Directions for this task: Rewrite every line of the data below, replacing "precise rectangle" with "tight bounding box" and leaving everything else unchanged.

---

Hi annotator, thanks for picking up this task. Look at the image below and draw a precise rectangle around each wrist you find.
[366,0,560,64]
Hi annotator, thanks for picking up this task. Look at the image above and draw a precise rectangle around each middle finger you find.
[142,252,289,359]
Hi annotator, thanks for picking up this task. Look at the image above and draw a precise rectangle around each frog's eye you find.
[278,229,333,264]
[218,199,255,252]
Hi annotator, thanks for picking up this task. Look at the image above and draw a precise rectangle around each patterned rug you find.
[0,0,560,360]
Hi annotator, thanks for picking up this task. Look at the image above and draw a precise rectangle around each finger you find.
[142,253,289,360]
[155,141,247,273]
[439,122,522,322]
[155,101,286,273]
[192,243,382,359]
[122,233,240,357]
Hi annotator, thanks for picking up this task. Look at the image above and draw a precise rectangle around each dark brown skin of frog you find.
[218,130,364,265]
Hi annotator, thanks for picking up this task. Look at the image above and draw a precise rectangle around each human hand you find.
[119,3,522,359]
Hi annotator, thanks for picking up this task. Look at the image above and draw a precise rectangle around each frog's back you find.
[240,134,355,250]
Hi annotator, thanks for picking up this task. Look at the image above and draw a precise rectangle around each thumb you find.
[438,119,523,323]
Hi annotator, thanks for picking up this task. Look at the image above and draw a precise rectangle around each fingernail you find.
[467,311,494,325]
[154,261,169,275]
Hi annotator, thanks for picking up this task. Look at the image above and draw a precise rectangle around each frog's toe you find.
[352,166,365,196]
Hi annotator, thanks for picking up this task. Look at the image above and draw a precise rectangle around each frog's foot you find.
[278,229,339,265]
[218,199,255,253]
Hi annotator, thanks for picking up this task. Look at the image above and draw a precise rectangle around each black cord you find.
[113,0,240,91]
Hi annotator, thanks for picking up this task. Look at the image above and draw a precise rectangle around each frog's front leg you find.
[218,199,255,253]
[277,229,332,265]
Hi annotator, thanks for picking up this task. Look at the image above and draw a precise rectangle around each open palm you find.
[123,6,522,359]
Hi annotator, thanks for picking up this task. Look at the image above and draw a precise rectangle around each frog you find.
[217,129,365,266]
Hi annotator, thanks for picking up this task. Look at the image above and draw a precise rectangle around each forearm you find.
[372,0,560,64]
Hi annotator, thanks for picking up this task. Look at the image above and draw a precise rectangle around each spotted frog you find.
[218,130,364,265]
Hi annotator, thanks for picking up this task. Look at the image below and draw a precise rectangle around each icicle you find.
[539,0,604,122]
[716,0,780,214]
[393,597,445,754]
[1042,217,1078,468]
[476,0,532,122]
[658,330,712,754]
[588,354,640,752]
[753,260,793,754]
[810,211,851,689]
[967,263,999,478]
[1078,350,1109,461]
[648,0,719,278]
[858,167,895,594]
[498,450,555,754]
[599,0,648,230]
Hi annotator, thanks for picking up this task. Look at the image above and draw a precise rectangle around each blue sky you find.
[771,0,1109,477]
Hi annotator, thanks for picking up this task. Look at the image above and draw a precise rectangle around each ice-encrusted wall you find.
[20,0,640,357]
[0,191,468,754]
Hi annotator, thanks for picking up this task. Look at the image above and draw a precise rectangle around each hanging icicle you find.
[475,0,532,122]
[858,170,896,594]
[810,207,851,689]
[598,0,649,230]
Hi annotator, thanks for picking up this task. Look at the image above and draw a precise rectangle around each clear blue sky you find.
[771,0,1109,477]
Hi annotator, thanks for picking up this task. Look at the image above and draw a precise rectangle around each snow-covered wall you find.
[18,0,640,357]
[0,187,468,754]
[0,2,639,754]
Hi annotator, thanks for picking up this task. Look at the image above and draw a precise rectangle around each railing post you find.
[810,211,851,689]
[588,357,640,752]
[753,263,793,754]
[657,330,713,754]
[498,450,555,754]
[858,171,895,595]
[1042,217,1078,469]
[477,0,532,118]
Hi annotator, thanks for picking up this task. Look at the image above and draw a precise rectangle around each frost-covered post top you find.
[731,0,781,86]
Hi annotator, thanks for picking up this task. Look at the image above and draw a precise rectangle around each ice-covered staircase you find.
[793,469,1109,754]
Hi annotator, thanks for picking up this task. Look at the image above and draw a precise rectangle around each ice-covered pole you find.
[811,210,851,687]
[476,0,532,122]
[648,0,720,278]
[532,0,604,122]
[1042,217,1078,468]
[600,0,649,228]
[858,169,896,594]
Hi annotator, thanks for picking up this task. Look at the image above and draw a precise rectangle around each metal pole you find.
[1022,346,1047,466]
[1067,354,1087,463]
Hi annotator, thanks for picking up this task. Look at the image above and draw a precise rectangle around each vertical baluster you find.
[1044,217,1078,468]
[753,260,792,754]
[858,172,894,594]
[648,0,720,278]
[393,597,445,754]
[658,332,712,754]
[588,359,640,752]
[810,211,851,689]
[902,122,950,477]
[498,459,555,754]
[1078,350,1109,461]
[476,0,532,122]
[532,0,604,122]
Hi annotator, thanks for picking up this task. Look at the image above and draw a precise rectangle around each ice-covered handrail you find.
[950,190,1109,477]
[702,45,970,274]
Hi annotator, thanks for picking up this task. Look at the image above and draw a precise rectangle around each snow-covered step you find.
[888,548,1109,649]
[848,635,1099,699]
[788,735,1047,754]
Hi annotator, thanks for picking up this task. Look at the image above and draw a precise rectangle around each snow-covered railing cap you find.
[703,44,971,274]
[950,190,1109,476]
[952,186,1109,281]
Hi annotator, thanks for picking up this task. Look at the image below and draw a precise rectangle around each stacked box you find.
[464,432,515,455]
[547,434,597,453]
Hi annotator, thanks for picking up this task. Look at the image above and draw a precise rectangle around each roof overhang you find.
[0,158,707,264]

---

Response to the exercise:
Hi annotator, thanks for picking up this task. Look at the image below and draw a tight bounding box around each wrist you find.
[366,0,560,64]
Hi annotator, thanks for picking up this task. Look at the image above and draw a tight bounding box around each middle finger you find.
[142,252,289,359]
Hi annotator, thanks for picking up this task. Look at the image above and draw a tight bounding box around each frog's eye you find.
[278,229,333,264]
[218,199,255,252]
Hi annotator, thanks for picking up this task. Look at the image above and draw a tight bounding box around each patterned rug you find.
[0,0,560,360]
Hi annotator, thanks for picking up this task. Look at the image above and draw a tight bounding box around each finger you find.
[142,253,289,360]
[155,141,247,273]
[439,122,522,322]
[155,101,286,273]
[192,243,382,359]
[122,233,240,357]
Hi annotator, thanks for picking up this task. Look at the image above and draw a tight bounding box around each dark brown skin of frog you find.
[218,130,364,265]
Hi annotator, thanks for picking up this task. Look at the image above and draw a tight bounding box around each human hand you find.
[119,3,522,359]
Hi annotator, thanks for picking up this task. Look at the image above and draw a tight bounding box around each frog's back you find.
[240,134,355,250]
Hi annotator, thanks for picking up this task. Look at the image above and draw a tight bounding box around each thumb you find.
[438,119,523,323]
Hi annotator, thanks for picking up this task. Look at the image above and draw a tight bounding box around each fingernail you find.
[467,311,494,325]
[154,261,169,275]
Hi annotator, thanks for picking up this task. Look at the image above and draw a tight bounding box around each frog's toe you find.
[352,166,365,196]
Hi annotator, thanks for picking up this task. Look at the image above and draw a tight bounding box around each frog's foot you find.
[278,229,339,265]
[218,199,255,253]
Hi annotator, thanks for picking up this task. Look at the image above and draw a tight bounding box around each black cord you find.
[113,0,240,91]
Hi annotator, thanks for picking up this task. Look at the image above and draw a tight bounding box around each frog's front leg you find.
[218,199,255,253]
[277,229,332,265]
Hi annotator, thanks for picking up this task. Look at the image above and draw a tight bounding box around each open palm you find.
[123,6,522,359]
Hi annotator, thanks for picking up this task. Look at the image above and draw a tight bounding box around each frog you find.
[217,129,365,266]
Hi annotator, thanks for picking up this task. Look at the image above and draw a tight bounding box around each forearm you find.
[372,0,560,64]
Hi annotator, thanks for picking up this task. Look at the image above and draw a tight bounding box around each spotted frog you find.
[218,130,364,265]
Hi annotator, thanks for picking up this task. Look at the image below and draw a tight bounding box around each icicle you find.
[539,0,604,122]
[716,0,780,214]
[393,597,445,754]
[1042,217,1078,468]
[476,0,532,122]
[658,330,712,754]
[588,354,640,752]
[753,260,793,754]
[810,211,851,689]
[967,263,999,478]
[1078,350,1109,461]
[648,0,719,278]
[858,167,895,594]
[498,450,555,754]
[599,0,648,230]
Hi annotator, thanks for picking up this task. Look at the image above and draw a tight bounding box around each blue sky you find.
[771,0,1109,477]
Hi annotator, thanks for picking up this task. Look at the image above and draw a tight bounding box around each ice-encrusted wall you find.
[20,0,640,357]
[0,191,468,754]
Hi annotator, thanks for picking up this task. Look at the image above and draw a tight bounding box around each hanging icicle you find.
[475,0,532,122]
[858,170,896,594]
[810,207,851,689]
[598,0,649,230]
Hi annotator, thanks for picking up this task. Look at the image above and draw a tight bounding box around each clear blue sky you find.
[771,0,1109,477]
Hi annotator, thanks for picking up this task. Look at the image above and draw a tight bounding box around each snow-covered wall you find.
[18,0,640,357]
[0,187,468,754]
[0,2,639,754]
Hi annotator, thanks for picking up this task. Look at the image above and draw a tight bounding box around each railing post you find.
[810,211,851,689]
[588,357,640,752]
[753,263,793,754]
[657,330,713,754]
[498,450,555,754]
[858,171,895,595]
[1042,217,1078,469]
[477,0,532,118]
Hi annotator, thanks for picking up this task. Look at the image above and draw a tight bounding box around each frost-covered post top you find.
[731,0,781,86]
Hi annotator, thanks for picking up this task. Look at the image above and draw a tight bounding box around each ice-covered staircase you find.
[793,469,1109,754]
Hi annotator, thanks for picking up this task. Look at the image above and draw a tight bounding box around each ice-covered pole you find.
[811,210,851,687]
[476,0,532,122]
[648,0,720,278]
[532,0,604,122]
[1042,217,1078,468]
[600,0,649,228]
[858,169,896,594]
Hi annotator, thanks for picking up this task. Look at the image above and draw a tight bounding box around each metal pole you find.
[1022,346,1047,466]
[1067,354,1087,463]
Hi annotator, thanks for picking up this task. Look at the image above and draw a tight bounding box around each vertical baluster you find.
[1044,217,1078,468]
[753,260,792,754]
[858,172,894,594]
[648,0,720,278]
[393,597,445,754]
[658,332,712,754]
[588,359,640,752]
[810,211,851,689]
[902,122,950,477]
[498,459,555,754]
[1078,350,1109,461]
[476,0,532,122]
[532,0,604,122]
Hi annotator, thanks for picking up this task. Look at the image above and draw a tight bounding box around each ice-covered handrail you find.
[950,190,1109,477]
[702,45,970,274]
Hi annotator, thanks for picking up this task. Look at the image above and draw a tight bounding box around each snow-covered step you find.
[888,548,1109,649]
[848,635,1099,699]
[788,735,1047,754]
Hi annotator, thanks for picking up this task. Look at the image above and draw a tight bounding box around each snow-covered railing cap you find.
[703,44,971,274]
[950,190,1109,476]
[952,186,1109,281]
Hi annotator, thanks for picking up this task. Look at the image below and draw a tight bounding box around each stacked box you find.
[464,432,515,455]
[547,434,597,453]
Hi annotator, thanks for picking up this task. Look at the image above and draw a tight bounding box around each roof overhang you find.
[0,158,707,264]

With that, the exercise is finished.